* _Work instructions_: From the Leaky Vessels excerpt below, list every software tool and security feature that is called by a proper name.

* _Source excerpt_:
......
The "Leaky Vessels" vulnerabilities in Docker and runc allow attackers to escape from containers and gain unauthorized access to the host operating system. This is achieved through a container breakout technique, exploiting vulnerabilities in the container runtime. BlueRock's Container Capability Control effectively mitigates this threat by controlling the capabilities assigned to containers, thereby reducing the risk of unauthorized access to the host. Additionally, the exploitation of the runc vulnerability involves using a malicious image or Dockerfile to achieve privilege escalation. BlueRock's Container Runtime Drift Protection (Available 2024 Dec) provides protection against unauthorized changes to the container runtime environment, ensuring that the runtime state remains consistent with the expected configuration, thus preventing privilege escalation attempts. These mechanisms collectively help secure container environments against such vulnerabilities.
......
* _Data provided_:
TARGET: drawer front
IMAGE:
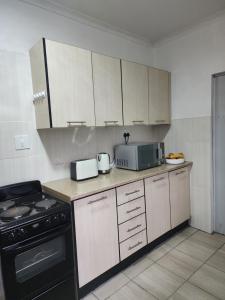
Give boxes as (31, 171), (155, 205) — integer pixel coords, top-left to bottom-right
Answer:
......
* _Problem solution_:
- Docker
- runc
- Container Capability Control
- Container Runtime Drift Protection